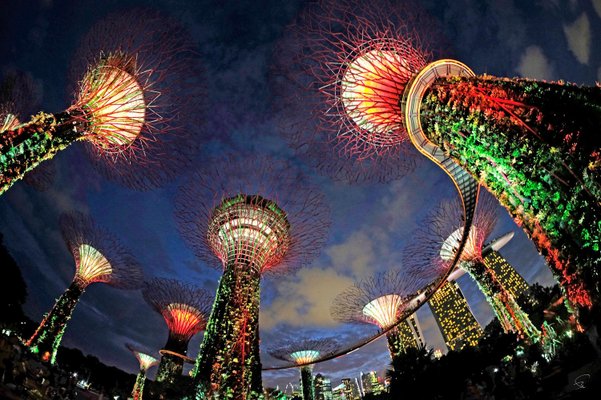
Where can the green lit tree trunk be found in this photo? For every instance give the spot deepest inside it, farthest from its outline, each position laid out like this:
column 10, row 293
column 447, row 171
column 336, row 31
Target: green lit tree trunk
column 47, row 338
column 228, row 364
column 507, row 310
column 536, row 147
column 400, row 339
column 138, row 390
column 172, row 366
column 23, row 148
column 307, row 382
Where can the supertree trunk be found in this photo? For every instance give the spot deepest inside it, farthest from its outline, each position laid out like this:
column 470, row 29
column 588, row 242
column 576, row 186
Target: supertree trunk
column 47, row 337
column 228, row 363
column 400, row 339
column 26, row 146
column 138, row 389
column 172, row 366
column 535, row 146
column 307, row 382
column 510, row 314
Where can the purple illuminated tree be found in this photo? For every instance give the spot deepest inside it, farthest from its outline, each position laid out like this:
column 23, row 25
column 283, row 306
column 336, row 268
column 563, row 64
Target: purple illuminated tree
column 304, row 353
column 249, row 216
column 185, row 309
column 99, row 258
column 136, row 105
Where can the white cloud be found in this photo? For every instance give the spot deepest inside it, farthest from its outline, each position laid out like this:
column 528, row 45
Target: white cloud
column 578, row 35
column 306, row 299
column 534, row 64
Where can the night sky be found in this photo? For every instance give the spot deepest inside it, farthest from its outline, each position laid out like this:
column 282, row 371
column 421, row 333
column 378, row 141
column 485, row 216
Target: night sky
column 371, row 223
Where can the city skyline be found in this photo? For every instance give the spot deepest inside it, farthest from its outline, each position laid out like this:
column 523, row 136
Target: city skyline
column 31, row 234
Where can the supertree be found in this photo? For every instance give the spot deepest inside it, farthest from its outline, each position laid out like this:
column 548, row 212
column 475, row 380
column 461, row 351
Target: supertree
column 185, row 309
column 303, row 353
column 533, row 144
column 250, row 216
column 136, row 105
column 380, row 300
column 434, row 247
column 99, row 258
column 146, row 361
column 18, row 98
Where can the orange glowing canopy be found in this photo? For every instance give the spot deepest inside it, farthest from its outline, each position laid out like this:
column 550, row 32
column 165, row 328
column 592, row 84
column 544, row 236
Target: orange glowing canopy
column 183, row 319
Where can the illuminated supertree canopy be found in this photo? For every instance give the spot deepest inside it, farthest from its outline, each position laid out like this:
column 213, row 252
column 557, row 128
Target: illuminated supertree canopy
column 99, row 258
column 18, row 97
column 303, row 353
column 379, row 300
column 137, row 105
column 356, row 132
column 185, row 309
column 533, row 144
column 434, row 247
column 146, row 360
column 248, row 215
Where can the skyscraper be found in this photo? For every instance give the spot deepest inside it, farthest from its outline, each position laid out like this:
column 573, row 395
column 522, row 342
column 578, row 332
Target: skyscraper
column 323, row 388
column 454, row 317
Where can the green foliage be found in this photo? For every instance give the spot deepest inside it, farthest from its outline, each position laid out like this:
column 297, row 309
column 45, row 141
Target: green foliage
column 534, row 146
column 13, row 290
column 22, row 149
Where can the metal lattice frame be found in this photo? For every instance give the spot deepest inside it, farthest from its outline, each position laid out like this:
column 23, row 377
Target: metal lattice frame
column 434, row 247
column 144, row 357
column 373, row 22
column 136, row 105
column 184, row 307
column 311, row 349
column 263, row 183
column 19, row 98
column 161, row 55
column 377, row 300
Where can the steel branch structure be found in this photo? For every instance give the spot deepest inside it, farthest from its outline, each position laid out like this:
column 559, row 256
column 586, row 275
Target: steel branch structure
column 17, row 99
column 304, row 352
column 435, row 246
column 136, row 105
column 249, row 215
column 534, row 145
column 185, row 309
column 146, row 361
column 380, row 300
column 99, row 258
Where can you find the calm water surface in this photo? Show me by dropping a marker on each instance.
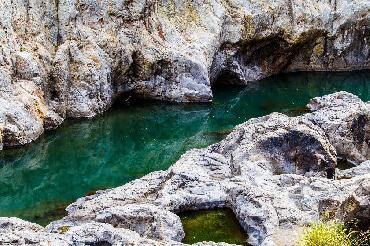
- - - - - - -
== REQUIREMENT ==
Copy out every entry above exactly. Leave the pictures out.

== SOLVED PROBLEM ==
Where can the green lit tree trunk be found in this photo? For every instance give the spot deepest inside it, farthest from its outline, each position laid out like this:
column 10, row 293
column 447, row 171
column 336, row 31
Target: green lit tree trunk
column 47, row 338
column 228, row 364
column 507, row 310
column 536, row 147
column 400, row 339
column 138, row 390
column 172, row 366
column 23, row 148
column 307, row 382
Where can the supertree trunk be found in this photo? For every instance give the spot deepest inside it, farthest from its outline, each position laid out like this:
column 470, row 29
column 588, row 242
column 576, row 186
Target: supertree trunk
column 47, row 337
column 228, row 363
column 400, row 339
column 26, row 146
column 138, row 389
column 172, row 366
column 535, row 146
column 307, row 382
column 510, row 314
Where can the purple illuminated tree be found in this photo? For every instance give the spot deepest inside it, farthest from its outline, each position laid out like this:
column 23, row 25
column 283, row 306
column 336, row 268
column 563, row 64
Target: purple illuminated tree
column 304, row 353
column 249, row 216
column 185, row 309
column 99, row 258
column 136, row 105
Where can the white cloud be found in this photo? For every instance give the spot deepest inside it, farthest from its outline, each position laid out like this:
column 528, row 45
Target: white cloud
column 578, row 35
column 306, row 299
column 534, row 64
Where can the night sky be found in this photo? For every instance give the spot deepest inside it, farthest from its outline, each position laid out like this:
column 282, row 371
column 421, row 333
column 378, row 141
column 485, row 216
Target: night sky
column 371, row 223
Where can the city skyline be found in this photo? For every instance give the spot deepest inside it, farthest from its outline, each position laid out like this:
column 523, row 136
Target: city skyline
column 31, row 234
Where can the supertree be found in this photo? For every instance give the spot deepest inside it, farthest from its outline, each position laid out like this:
column 548, row 212
column 475, row 380
column 461, row 351
Target: supertree
column 185, row 309
column 303, row 353
column 533, row 144
column 250, row 216
column 136, row 105
column 380, row 300
column 434, row 247
column 99, row 258
column 146, row 361
column 18, row 98
Where can the orange glowing canopy be found in this photo? For every instance give the spot deepest inside it, farthest from its outline, each position laid out like this:
column 550, row 32
column 165, row 328
column 592, row 84
column 544, row 236
Target: orange glowing canopy
column 183, row 319
Where can the illuminated supertree canopy be found in this photo? For every instance give the spot deepest inside it, farthest from its outline, each position laid out like this:
column 213, row 252
column 557, row 128
Target: illuminated supertree canopy
column 99, row 258
column 18, row 97
column 303, row 353
column 379, row 300
column 137, row 105
column 356, row 132
column 185, row 309
column 533, row 144
column 434, row 247
column 146, row 360
column 248, row 215
Where can the skyscraper be found in this photo? For every instance give the spot deepest inside it, farthest from its outline, each position laid out like this:
column 573, row 395
column 522, row 342
column 578, row 332
Target: skyscraper
column 323, row 388
column 454, row 317
Where can the green foliage be found in this photo? For every instance give the spot deepest inside it, farthest from its outline, each position laid out like this:
column 297, row 309
column 45, row 141
Target: green foliage
column 534, row 146
column 13, row 290
column 22, row 149
Where can the metal lattice frame be found in this photo? For every instance give the spot deepest inside it, farthest from its outline, each position laid out like this:
column 23, row 377
Target: metal lattice frame
column 434, row 247
column 144, row 357
column 373, row 22
column 136, row 105
column 184, row 307
column 311, row 349
column 263, row 183
column 19, row 98
column 161, row 55
column 377, row 300
Where can the steel branch structure be found in this photo? For every instance give the spot deepest inside it, farthest from its outline, each position laid out like this:
column 559, row 256
column 586, row 275
Target: steel branch structure
column 17, row 99
column 304, row 352
column 435, row 246
column 136, row 105
column 249, row 215
column 534, row 145
column 185, row 309
column 146, row 361
column 380, row 300
column 99, row 258
Where can you find the calm water surface in this photo? Show me by dropping a marker on each instance.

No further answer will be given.